Referring expression grounding data:
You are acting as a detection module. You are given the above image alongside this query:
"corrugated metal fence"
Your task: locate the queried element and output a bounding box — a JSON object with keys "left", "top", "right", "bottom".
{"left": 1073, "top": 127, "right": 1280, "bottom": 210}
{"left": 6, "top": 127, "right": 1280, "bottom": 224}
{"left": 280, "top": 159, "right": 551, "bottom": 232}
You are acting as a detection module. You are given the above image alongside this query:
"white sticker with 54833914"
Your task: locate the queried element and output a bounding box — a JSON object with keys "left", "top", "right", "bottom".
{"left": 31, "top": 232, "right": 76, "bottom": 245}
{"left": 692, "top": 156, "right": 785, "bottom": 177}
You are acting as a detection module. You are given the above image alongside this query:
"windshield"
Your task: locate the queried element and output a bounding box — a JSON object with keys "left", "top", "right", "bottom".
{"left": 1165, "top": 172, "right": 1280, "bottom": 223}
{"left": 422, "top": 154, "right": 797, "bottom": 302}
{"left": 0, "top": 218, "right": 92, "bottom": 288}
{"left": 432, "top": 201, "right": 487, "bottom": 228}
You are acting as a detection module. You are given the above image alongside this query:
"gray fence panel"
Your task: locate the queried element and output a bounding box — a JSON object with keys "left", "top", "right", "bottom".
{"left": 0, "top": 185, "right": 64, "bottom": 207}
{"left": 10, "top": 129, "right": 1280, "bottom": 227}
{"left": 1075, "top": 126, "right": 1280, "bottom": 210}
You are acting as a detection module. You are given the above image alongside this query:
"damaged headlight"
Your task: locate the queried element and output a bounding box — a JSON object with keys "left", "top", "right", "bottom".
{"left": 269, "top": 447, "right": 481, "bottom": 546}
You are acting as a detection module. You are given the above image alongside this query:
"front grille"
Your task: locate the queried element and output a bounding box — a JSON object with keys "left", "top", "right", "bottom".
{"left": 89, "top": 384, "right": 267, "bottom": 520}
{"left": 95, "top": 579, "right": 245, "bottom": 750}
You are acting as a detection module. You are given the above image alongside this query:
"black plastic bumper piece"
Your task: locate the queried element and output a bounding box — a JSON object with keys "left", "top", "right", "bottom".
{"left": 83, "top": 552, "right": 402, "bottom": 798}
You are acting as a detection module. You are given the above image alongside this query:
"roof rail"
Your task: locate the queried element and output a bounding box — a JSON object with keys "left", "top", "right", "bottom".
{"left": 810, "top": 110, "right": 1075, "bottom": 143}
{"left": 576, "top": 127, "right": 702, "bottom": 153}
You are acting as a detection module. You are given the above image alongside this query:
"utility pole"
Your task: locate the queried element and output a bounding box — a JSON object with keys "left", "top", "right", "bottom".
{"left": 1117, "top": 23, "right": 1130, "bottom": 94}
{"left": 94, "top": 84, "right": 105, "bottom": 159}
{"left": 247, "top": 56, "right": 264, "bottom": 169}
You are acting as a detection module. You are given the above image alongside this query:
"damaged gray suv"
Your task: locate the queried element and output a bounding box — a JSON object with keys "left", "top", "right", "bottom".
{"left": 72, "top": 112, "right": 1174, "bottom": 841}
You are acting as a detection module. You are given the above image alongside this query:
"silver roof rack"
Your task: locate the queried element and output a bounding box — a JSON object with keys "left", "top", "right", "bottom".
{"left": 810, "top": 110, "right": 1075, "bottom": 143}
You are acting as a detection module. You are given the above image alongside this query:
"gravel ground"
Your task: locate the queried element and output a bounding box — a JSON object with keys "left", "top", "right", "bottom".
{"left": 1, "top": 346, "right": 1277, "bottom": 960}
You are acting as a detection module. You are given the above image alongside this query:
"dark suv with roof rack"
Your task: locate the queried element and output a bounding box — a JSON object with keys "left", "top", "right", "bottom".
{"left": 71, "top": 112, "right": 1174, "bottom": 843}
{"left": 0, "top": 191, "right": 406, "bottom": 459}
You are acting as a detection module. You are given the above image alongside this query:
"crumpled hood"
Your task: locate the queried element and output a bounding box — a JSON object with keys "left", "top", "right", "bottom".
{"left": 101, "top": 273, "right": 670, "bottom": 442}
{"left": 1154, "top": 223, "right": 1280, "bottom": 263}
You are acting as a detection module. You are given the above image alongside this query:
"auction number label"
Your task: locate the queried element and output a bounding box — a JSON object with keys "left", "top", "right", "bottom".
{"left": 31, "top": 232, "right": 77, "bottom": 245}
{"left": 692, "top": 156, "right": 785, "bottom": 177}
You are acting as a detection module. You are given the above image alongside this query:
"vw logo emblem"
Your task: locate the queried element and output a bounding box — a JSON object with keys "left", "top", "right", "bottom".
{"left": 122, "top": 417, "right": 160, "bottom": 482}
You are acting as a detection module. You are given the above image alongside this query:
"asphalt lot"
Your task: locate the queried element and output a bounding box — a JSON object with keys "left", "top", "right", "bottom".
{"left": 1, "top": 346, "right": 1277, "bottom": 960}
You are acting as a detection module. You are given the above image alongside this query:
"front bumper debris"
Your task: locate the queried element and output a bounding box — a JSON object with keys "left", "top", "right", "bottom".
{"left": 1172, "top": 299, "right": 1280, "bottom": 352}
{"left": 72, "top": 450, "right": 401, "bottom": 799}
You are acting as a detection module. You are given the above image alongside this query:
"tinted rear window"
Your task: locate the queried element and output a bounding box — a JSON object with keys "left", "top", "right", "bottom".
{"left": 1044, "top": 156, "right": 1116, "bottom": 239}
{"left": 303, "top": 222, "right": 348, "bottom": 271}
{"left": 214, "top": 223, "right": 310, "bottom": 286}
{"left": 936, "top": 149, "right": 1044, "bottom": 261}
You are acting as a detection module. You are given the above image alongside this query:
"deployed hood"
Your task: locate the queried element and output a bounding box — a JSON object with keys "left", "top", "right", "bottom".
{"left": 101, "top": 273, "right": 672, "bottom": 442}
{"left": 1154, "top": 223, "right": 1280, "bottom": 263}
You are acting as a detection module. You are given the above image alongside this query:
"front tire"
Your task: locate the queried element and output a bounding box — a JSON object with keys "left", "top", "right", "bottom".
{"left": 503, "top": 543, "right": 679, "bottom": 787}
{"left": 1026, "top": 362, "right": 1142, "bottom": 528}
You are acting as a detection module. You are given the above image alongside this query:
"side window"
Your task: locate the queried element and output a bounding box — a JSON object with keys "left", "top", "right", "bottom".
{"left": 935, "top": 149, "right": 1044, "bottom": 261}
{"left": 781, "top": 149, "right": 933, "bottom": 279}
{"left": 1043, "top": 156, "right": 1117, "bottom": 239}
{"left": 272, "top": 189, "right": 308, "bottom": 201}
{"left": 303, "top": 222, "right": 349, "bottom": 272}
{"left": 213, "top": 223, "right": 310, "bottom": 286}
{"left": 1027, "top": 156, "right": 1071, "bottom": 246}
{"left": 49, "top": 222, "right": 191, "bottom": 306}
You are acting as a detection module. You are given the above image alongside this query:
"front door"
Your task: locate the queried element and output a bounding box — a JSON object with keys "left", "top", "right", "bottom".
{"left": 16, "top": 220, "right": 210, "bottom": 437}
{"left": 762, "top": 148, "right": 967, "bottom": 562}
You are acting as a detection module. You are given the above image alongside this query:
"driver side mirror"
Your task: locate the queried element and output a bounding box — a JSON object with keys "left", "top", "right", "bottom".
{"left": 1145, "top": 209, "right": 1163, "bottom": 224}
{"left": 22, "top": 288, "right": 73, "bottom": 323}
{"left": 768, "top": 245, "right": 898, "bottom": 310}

**Task instructions**
Read through the entries above, and wherever a line holds the string "front", copy it.

**Solution**
"front grille"
"front bumper debris"
"front tire"
"front door"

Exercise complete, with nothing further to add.